* **Given text**
[RFC][PATCH v0.1 3/6] PM: EM: Add special case to em_dev_register_perf_domain()

Rafael J. Wysocki posted 1 patch 1 year, 1 month ago
kernel/power/energy_model.c |   26 +++++++++++++++++++++++---
1 file changed, 23 insertions(+), 3 deletions(-)
[RFC][PATCH v0.1 3/6] PM: EM: Add special case to em_dev_register_perf_domain()
Posted by Rafael J. Wysocki 1 year, 1 month ago
From: Rafael J. Wysocki <rafael.j.wysocki@intel.com>

Allow em_dev_register_perf_domain() to register a cost-only stub
perf domain with one-element states table if the .active_power()
callback is not provided.

Subsequently, this will be used by the intel_pstate driver to register
stub perf domains for CPUs on hybrid systems.

No intentional functional impact.

Signed-off-by: Rafael J. Wysocki <rafael.j.wysocki@intel.com>
---
 kernel/power/energy_model.c |   26 +++++++++++++++++++++++---
 1 file changed, 23 insertions(+), 3 deletions(-)

Index: linux-pm/kernel/power/energy_model.c
===================================================================
--- linux-pm.orig/kernel/power/energy_model.c
+++ linux-pm/kernel/power/energy_model.c
@@ -426,9 +426,11 @@ static int em_create_pd(struct device *d
 	if (!em_table)
 		goto free_pd;
 
-	ret = em_create_perf_table(dev, pd, em_table->state, cb, flags);
-	if (ret)
-		goto free_pd_table;
+	if (cb->active_power) {
+		ret = em_create_perf_table(dev, pd, em_table->state, cb, flags);
+		if (ret)
+			goto free_pd_table;
+	}
 
 	ret = em_compute_costs(dev, em_table->state, cb, nr_states, flags);
 	if (ret)
@@ -561,11 +563,20 @@ int em_dev_register_perf_domain(struct d
 {
 	unsigned long cap, prev_cap = 0;
 	unsigned long flags = 0;
+	bool stub_pd = false;
 	int cpu, ret;
 
 	if (!dev || !nr_states || !cb)
 		return -EINVAL;
 
+	if (!cb->active_power) {
+		if (!cb->get_cost || nr_states > 1 || microwatts)
+			return -EINVAL;
+
+		/* Special case: a stub perf domain. */
+		stub_pd = true;
+	}
+
 	/*
 	 * Use a mutex to serialize the registration of performance domains and
 	 * let the driver-defined callback functions sleep.
@@ -590,6 +601,15 @@ int em_dev_register_perf_domain(struct d
 				ret = -EEXIST;
 				goto unlock;
 			}
+
+			/*
+			 * The capacity need not be the same for all CPUs in a
+			 * stub perf domain, so long as the average cost of
+			 * running on each of them is approximately the same.
+			 */
+			if (stub_pd)

* **What you will do**
1. According to the energy model patch, which driver will later use this change to register stub perf domains, and for which CPUs?
2. For each statement below, state whether it agrees with the energy model patch, and quote the words of the patch that decide it.
(a) The patch modifies a single file.
(b) The patch is described as having an intentional functional impact.
(c) A stub perf domain is registered with a one-element states table.
3. Continue the energy model patch from the point at which it stops.

* **Data supplied**
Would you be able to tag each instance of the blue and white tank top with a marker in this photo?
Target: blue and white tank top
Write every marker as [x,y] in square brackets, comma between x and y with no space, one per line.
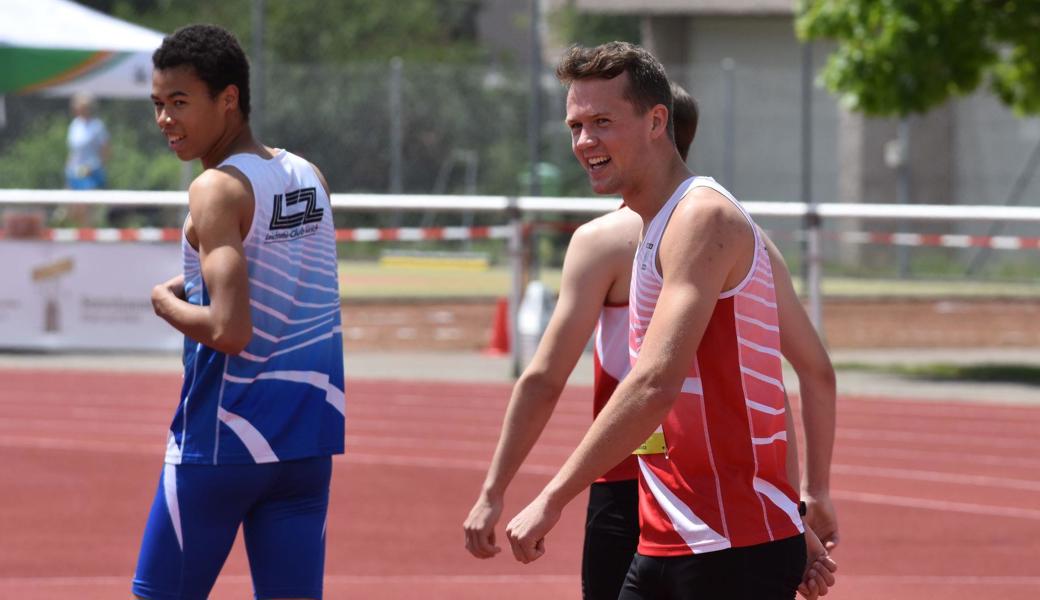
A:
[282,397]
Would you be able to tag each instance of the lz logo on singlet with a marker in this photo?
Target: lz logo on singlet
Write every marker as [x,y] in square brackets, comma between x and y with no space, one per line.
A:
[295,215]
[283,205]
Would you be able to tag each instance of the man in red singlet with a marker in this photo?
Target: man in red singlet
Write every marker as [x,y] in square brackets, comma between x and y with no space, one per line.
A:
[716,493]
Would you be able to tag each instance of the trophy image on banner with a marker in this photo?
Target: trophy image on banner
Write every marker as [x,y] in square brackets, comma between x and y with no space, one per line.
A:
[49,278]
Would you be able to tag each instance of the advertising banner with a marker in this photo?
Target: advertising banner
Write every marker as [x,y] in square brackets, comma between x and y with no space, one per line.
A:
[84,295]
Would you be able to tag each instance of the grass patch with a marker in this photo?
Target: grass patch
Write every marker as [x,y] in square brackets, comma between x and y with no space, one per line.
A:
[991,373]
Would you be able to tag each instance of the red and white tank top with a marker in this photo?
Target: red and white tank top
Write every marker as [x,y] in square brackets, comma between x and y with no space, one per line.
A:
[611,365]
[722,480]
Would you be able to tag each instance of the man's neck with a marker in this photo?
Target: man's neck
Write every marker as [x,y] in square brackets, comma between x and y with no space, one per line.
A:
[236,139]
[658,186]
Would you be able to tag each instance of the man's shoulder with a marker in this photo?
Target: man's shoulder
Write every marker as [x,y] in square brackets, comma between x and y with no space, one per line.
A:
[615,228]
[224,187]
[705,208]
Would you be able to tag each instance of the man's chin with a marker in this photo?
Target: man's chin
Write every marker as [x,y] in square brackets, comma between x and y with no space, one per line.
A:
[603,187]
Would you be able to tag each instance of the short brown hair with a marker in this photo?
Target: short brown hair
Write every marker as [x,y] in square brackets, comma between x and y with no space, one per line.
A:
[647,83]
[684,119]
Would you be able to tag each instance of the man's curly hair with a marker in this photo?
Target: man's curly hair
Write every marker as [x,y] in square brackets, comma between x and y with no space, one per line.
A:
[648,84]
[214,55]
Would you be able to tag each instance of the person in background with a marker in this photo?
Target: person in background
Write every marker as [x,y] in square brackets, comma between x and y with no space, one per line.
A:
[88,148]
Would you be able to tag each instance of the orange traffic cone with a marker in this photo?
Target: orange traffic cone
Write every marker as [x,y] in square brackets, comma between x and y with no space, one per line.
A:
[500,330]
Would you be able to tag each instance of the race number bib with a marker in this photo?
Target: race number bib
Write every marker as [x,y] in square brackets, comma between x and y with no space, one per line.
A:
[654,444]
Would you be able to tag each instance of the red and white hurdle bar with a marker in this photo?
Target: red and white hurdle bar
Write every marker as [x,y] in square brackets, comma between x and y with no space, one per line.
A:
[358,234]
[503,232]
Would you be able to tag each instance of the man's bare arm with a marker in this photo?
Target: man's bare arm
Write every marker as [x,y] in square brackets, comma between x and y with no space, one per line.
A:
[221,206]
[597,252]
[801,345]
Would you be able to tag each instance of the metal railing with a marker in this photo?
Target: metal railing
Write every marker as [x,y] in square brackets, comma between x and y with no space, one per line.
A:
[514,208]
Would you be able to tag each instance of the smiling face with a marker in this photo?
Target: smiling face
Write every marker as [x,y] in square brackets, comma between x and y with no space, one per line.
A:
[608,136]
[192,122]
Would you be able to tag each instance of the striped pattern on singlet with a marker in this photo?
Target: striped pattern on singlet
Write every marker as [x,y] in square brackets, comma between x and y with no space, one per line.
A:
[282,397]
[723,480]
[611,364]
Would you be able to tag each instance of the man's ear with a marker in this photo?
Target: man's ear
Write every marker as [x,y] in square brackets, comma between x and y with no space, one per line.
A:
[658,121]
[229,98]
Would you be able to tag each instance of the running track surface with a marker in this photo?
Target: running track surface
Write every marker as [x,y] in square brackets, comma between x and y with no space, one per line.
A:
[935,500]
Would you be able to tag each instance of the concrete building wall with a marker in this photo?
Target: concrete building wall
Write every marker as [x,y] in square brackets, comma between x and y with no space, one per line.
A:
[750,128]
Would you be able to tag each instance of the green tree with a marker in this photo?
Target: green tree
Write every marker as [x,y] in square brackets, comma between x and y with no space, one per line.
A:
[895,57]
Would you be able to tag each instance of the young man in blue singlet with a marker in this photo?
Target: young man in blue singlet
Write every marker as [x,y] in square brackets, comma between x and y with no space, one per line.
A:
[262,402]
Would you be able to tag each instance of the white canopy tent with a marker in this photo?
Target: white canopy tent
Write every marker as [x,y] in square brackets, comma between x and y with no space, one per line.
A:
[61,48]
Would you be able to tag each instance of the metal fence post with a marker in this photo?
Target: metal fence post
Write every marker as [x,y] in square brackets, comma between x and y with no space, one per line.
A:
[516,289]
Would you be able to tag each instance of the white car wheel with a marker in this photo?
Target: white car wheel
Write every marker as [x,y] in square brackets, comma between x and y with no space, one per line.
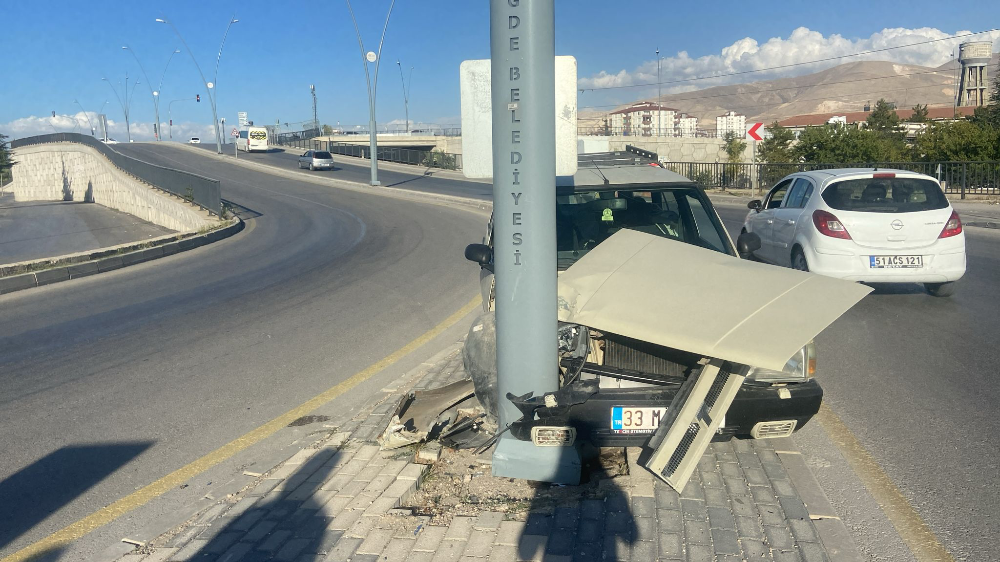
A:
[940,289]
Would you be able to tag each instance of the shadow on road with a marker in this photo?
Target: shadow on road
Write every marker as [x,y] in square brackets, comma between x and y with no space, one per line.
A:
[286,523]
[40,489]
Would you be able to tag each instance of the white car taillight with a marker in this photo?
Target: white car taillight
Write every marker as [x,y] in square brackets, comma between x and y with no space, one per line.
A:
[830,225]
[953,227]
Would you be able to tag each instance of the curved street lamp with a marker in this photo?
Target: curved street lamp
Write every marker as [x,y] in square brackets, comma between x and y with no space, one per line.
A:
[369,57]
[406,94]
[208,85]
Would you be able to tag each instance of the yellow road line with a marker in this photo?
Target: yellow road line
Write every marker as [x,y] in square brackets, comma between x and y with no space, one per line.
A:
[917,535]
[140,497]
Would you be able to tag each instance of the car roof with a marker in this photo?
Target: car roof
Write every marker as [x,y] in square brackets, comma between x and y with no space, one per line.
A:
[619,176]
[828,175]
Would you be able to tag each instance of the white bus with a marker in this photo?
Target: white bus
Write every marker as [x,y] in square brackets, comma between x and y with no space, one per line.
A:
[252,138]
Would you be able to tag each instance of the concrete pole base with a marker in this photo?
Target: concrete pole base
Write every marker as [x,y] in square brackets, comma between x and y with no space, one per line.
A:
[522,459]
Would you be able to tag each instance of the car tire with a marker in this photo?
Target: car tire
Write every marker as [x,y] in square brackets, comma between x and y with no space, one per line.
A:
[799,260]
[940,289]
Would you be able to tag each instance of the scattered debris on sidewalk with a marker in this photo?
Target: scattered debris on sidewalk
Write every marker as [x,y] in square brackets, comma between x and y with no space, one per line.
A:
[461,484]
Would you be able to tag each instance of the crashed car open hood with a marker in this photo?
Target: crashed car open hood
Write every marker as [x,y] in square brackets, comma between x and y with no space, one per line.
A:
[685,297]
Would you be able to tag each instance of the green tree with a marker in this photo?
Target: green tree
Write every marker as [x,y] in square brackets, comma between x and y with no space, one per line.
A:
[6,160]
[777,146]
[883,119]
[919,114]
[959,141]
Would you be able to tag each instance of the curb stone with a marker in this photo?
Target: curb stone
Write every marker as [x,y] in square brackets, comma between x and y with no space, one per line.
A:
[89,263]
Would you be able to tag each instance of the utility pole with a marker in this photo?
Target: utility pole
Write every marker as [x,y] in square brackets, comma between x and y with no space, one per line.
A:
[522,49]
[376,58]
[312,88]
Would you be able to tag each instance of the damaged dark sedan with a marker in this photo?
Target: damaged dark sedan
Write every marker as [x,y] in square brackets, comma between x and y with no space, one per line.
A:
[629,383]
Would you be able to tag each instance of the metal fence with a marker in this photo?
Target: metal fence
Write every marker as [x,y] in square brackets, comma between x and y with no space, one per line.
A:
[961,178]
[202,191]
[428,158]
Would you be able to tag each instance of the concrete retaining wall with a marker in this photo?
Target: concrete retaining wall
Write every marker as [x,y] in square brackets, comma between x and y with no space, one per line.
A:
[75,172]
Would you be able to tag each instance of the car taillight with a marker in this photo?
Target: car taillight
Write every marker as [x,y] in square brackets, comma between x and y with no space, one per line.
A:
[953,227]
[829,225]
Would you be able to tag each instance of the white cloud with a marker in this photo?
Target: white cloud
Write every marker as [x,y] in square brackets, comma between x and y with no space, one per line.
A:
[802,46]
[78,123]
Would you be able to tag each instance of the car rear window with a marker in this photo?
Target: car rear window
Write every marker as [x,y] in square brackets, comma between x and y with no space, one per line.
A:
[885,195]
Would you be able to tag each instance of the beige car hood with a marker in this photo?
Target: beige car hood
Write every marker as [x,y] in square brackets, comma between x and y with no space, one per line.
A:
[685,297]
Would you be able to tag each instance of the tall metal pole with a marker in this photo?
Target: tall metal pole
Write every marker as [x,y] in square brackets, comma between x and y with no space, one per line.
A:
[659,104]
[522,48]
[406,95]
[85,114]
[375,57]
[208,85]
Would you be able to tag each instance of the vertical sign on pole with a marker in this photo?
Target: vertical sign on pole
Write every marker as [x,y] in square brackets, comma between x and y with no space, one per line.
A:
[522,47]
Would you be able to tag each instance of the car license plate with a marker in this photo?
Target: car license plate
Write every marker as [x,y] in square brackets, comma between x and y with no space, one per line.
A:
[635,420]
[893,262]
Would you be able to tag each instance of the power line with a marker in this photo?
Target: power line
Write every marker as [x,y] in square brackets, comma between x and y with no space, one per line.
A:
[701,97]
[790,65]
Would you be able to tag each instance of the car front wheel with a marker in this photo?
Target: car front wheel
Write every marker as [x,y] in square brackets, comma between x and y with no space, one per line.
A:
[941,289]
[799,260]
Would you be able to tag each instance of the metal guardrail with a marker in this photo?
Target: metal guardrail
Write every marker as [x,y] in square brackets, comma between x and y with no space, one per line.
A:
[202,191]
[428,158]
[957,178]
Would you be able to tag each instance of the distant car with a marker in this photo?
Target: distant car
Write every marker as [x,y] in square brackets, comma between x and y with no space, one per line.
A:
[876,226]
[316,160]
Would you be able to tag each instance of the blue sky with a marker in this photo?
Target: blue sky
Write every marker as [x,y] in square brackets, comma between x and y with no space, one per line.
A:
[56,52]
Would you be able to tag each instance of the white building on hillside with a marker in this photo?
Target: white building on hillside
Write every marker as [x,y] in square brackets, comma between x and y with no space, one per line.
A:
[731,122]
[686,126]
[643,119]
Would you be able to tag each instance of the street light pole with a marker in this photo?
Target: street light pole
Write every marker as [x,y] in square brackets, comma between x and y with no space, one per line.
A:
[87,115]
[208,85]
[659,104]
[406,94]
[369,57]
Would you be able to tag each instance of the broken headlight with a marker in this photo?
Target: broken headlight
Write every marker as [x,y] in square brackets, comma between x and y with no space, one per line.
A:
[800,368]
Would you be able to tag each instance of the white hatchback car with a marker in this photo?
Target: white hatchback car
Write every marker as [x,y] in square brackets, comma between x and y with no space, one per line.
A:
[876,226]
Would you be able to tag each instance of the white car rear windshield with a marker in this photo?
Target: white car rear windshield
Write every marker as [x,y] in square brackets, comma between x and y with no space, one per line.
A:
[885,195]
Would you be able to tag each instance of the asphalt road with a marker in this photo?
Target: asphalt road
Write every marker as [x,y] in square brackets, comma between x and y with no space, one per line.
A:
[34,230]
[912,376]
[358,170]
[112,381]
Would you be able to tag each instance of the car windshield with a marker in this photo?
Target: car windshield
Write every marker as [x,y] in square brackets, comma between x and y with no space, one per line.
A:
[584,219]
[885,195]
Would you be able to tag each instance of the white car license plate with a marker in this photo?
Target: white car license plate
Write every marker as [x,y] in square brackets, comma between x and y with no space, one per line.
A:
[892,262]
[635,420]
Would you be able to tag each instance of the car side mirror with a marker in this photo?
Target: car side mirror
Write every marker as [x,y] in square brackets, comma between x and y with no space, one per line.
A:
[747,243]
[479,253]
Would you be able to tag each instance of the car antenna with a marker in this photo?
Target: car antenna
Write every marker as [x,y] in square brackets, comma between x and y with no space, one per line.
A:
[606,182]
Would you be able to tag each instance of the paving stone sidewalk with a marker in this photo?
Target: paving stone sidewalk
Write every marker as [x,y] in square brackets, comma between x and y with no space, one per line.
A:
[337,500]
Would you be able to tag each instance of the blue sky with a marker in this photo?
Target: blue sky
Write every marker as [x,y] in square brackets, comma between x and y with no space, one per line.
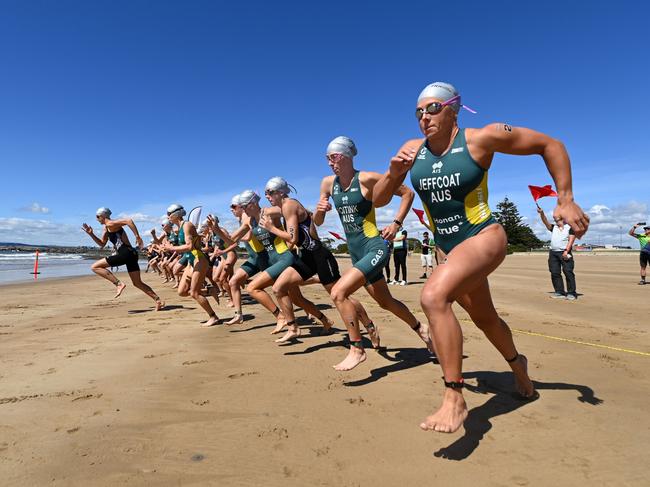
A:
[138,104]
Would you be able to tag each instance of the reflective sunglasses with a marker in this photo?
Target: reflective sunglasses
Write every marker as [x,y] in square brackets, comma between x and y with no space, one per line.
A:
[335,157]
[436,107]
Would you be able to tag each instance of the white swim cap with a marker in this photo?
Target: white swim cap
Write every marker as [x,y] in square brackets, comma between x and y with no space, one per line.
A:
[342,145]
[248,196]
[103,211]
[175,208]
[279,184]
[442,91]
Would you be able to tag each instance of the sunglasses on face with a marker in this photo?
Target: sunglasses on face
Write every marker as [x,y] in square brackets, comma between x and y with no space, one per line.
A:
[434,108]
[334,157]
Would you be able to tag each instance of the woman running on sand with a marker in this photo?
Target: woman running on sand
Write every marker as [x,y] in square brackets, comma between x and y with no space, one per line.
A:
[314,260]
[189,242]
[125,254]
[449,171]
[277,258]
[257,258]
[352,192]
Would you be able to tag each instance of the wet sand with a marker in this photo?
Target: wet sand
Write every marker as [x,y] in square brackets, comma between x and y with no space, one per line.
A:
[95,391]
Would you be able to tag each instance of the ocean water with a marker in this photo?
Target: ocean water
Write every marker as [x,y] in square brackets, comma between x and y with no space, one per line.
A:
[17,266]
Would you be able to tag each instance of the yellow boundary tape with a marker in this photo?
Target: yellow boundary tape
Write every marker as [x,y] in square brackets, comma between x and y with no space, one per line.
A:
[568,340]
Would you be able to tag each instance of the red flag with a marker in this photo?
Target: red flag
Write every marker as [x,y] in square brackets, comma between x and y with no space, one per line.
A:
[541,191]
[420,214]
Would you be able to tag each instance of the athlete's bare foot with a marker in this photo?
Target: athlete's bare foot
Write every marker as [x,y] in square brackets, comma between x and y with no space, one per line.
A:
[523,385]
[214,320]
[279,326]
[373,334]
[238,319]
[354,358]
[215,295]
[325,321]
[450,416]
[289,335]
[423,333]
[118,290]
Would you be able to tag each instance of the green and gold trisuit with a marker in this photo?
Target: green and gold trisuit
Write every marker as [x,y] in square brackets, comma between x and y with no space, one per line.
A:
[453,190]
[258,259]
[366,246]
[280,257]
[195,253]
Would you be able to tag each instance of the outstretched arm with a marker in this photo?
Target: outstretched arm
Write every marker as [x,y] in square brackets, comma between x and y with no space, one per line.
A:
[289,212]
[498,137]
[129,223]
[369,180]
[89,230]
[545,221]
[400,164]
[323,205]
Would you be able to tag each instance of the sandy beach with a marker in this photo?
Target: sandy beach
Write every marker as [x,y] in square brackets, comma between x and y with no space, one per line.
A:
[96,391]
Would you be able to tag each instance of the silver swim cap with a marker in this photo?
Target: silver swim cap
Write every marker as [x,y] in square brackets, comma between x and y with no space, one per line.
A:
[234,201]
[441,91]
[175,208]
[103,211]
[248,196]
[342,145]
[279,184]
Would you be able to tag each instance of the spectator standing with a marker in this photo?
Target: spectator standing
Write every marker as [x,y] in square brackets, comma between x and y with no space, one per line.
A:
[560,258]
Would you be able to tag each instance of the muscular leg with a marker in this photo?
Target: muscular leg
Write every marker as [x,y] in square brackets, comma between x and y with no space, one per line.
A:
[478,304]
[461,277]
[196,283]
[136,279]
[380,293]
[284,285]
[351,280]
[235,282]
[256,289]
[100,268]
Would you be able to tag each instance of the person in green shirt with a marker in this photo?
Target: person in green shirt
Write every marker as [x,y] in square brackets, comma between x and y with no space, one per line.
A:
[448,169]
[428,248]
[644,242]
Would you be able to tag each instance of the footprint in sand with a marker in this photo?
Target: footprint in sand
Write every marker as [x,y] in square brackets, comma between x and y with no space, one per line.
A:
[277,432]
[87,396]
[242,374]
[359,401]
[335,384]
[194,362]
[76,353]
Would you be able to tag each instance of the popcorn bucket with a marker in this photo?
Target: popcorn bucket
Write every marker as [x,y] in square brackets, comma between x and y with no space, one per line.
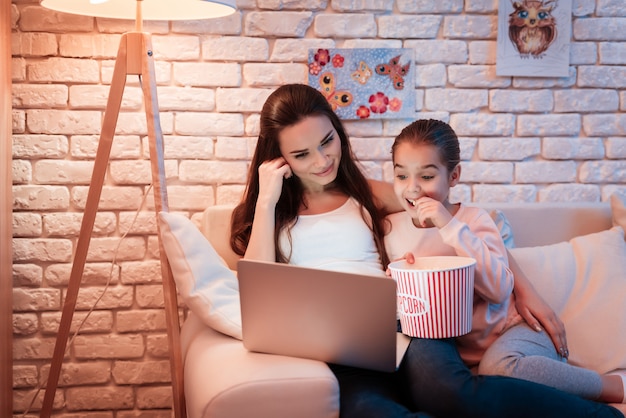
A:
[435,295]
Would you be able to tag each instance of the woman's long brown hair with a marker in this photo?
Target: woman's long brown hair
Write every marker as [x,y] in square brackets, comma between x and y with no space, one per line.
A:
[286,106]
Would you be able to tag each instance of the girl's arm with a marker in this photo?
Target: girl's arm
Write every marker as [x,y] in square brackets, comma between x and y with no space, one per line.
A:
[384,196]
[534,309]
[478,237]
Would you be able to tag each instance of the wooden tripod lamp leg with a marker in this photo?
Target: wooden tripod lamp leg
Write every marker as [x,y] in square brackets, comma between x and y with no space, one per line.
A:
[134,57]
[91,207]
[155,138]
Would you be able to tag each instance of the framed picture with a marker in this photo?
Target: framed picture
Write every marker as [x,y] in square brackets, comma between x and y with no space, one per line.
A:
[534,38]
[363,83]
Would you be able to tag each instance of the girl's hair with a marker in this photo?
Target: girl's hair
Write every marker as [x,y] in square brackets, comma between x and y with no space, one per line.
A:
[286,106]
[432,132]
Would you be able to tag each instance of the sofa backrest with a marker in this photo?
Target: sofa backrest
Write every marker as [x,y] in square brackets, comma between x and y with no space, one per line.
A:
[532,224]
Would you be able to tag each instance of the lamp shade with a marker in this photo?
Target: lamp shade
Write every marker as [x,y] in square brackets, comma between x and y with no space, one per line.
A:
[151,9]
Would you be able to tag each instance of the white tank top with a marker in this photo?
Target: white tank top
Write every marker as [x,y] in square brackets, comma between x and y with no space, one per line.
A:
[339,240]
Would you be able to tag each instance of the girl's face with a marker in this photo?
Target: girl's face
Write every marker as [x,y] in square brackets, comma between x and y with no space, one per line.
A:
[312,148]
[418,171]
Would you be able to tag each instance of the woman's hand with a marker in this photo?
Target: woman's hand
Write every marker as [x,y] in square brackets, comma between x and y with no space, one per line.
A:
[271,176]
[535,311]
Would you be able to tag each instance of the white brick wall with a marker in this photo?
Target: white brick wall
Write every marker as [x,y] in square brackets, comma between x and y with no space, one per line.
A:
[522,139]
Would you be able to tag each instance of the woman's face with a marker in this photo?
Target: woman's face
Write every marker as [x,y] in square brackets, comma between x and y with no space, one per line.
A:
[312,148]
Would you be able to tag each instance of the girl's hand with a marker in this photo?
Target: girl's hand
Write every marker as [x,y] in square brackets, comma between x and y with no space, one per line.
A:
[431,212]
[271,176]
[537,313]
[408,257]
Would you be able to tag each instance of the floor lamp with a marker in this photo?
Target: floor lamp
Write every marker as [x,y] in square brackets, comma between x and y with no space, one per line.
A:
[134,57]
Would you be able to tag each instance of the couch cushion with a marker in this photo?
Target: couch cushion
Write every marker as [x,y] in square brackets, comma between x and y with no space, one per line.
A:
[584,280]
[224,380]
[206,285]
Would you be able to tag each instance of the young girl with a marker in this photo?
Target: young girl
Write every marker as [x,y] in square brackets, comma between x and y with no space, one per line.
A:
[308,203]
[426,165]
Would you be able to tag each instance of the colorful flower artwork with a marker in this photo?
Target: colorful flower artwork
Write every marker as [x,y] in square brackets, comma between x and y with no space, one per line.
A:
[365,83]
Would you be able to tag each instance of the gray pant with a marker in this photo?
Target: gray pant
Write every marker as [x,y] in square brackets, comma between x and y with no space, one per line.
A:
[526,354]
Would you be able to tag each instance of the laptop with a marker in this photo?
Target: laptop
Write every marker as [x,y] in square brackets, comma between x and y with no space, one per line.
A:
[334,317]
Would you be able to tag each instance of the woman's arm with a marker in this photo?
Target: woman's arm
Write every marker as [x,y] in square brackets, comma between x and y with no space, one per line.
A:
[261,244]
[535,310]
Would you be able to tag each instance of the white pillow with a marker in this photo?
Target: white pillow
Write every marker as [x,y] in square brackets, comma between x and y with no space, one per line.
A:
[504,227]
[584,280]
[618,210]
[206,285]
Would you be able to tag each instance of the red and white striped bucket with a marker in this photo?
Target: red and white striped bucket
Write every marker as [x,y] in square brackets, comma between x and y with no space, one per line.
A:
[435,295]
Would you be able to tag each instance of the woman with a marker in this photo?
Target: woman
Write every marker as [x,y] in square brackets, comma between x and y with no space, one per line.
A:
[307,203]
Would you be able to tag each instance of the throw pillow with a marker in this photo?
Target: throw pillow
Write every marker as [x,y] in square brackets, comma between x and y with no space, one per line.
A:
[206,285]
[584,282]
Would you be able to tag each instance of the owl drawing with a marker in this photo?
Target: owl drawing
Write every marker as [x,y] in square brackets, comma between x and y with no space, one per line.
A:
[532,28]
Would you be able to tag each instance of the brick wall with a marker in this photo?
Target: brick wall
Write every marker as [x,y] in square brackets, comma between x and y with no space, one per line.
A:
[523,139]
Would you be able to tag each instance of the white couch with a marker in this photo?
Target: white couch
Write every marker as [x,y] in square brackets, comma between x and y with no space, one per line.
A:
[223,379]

* **Responses by task**
1. The intel_pstate driver, for CPUs on hybrid systems.

2.
(a) Yes: "1 file changed, 23 insertions(+), 3 deletions(-)"
(b) No: "No intentional functional impact."
(c) Yes: "one-element states table"

3.
+				continue;
+
 			/*
 			 * All CPUs of a domain must have the same
 			 * micro-architecture since they all share the same
Re: [RFC][PATCH v0.1 3/6] PM: EM: Add special case to em_dev_register_perf_domain()
Posted by Hongyan Xia 1 year ago
On 08/11/2024 16:38, Rafael J. Wysocki wrote:
> From: Rafael J. Wysocki <rafael.j.wysocki@intel.com>
> 
> Allow em_dev_register_perf_domain() to register a cost-only stub
> perf domain with one-element states table if the .active_power()
> callback is not provided.
> 
> Subsequently, this will be used by the intel_pstate driver to register
> stub perf domains for CPUs on hybrid systems.
> 
> No intentional functional impact.
> 
> Signed-off-by: Rafael J. Wysocki <rafael.j.wysocki@intel.com>
> ---
>   kernel/power/energy_model.c |   26 +++++++++++++++++++++++---
>   1 file changed, 23 insertions(+), 3 deletions(-)
> 
> Index: linux-pm/kernel/power/energy_model.c
> ===================================================================
> --- linux-pm.orig/kernel/power/energy_model.c
> +++ linux-pm/kernel/power/energy_model.c
> @@ -426,9 +426,11 @@ static int em_create_pd(struct device *d
>   	if (!em_table)
>   		goto free_pd;
>   
> -	ret = em_create_perf_table(dev, pd, em_table->state, cb, flags);
> -	if (ret)
> -		goto free_pd_table;
> +	if (cb->active_power) {
> +		ret = em_create_perf_table(dev, pd, em_table->state, cb, flags);
> +		if (ret)
> +			goto free_pd_table;
> +	}
>   
>   	ret = em_compute_costs(dev, em_table->state, cb, nr_states, flags);
>   	if (ret)
> @@ -561,11 +563,20 @@ int em_dev_register_perf_domain(struct d
>   {
>   	unsigned long cap, prev_cap = 0;
>   	unsigned long flags = 0;
> +	bool stub_pd = false;
>   	int cpu, ret;
>   
>   	if (!dev || !nr_states || !cb)
>   		return -EINVAL;
>   
> +	if (!cb->active_power) {
> +		if (!cb->get_cost || nr_states > 1 || microwatts)
> +			return -EINVAL;
> +
> +		/* Special case: a stub perf domain. */
> +		stub_pd = true;
> +	}
> +

I wonder if the only purpose of stub_pd is to just skip the capacity 
check below, which doesn't look very nice.

I may be echoing Dietmar's comments here. What's the problem of just 
having 3 domains?

Or, could you just specify the same capacities so that the same-capacity 
check won't fail, but just to use hardware load or CPU pressure to model 
the slight difference in real capacities? This way you'd re-use a lot of 
existing infrastructure.

>   	/*
>   	 * Use a mutex to serialize the registration of performance domains and
>   	 * let the driver-defined callback functions sleep.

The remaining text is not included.